Provided material ▸
▶

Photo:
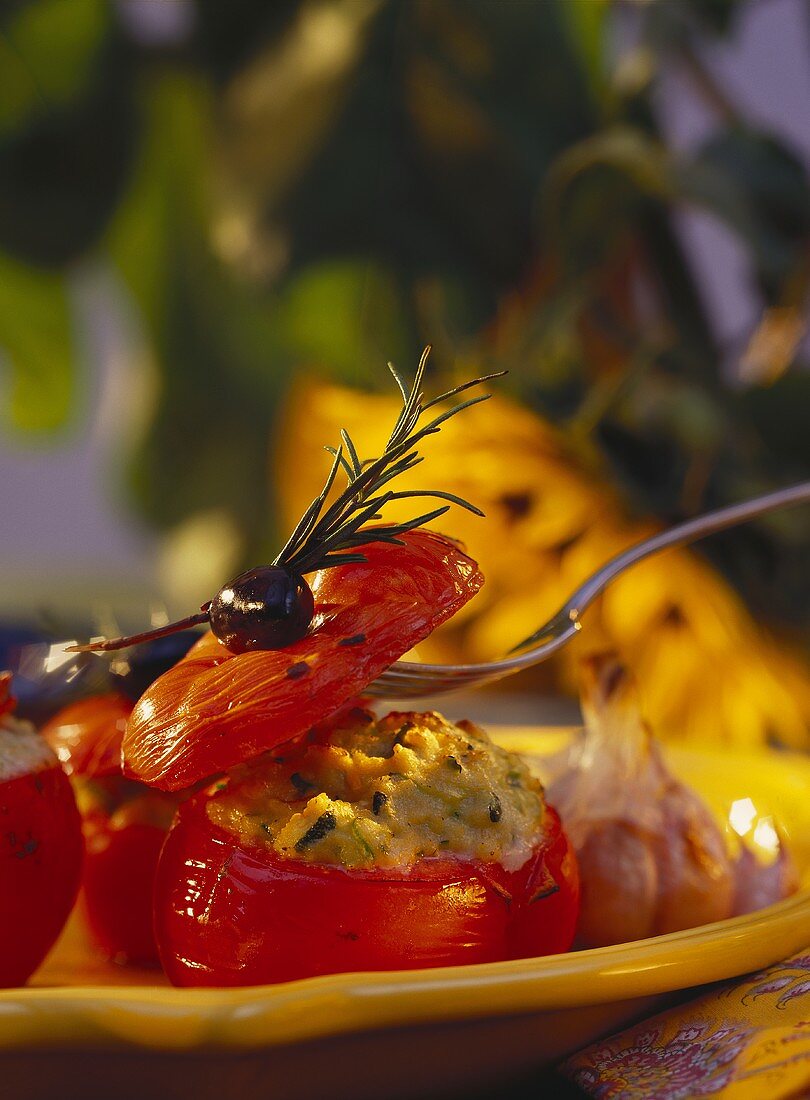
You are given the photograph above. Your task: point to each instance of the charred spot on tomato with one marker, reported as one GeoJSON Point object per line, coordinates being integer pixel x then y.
{"type": "Point", "coordinates": [545, 888]}
{"type": "Point", "coordinates": [324, 825]}
{"type": "Point", "coordinates": [516, 505]}
{"type": "Point", "coordinates": [297, 670]}
{"type": "Point", "coordinates": [26, 848]}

◀

The task ▸ Update the listing above by swapping "charred spot" for "blackened patch" and leaving every other line untouched. Omit the pictures from your version.

Exercise response ▸
Photo:
You are given the photograph above. Your task: point to each instance of the blackened patch on tomato with one marker, reported as one GeoJSON Point object per line, coordinates being integer pixel x then y.
{"type": "Point", "coordinates": [545, 888]}
{"type": "Point", "coordinates": [324, 825]}
{"type": "Point", "coordinates": [516, 505]}
{"type": "Point", "coordinates": [297, 670]}
{"type": "Point", "coordinates": [26, 848]}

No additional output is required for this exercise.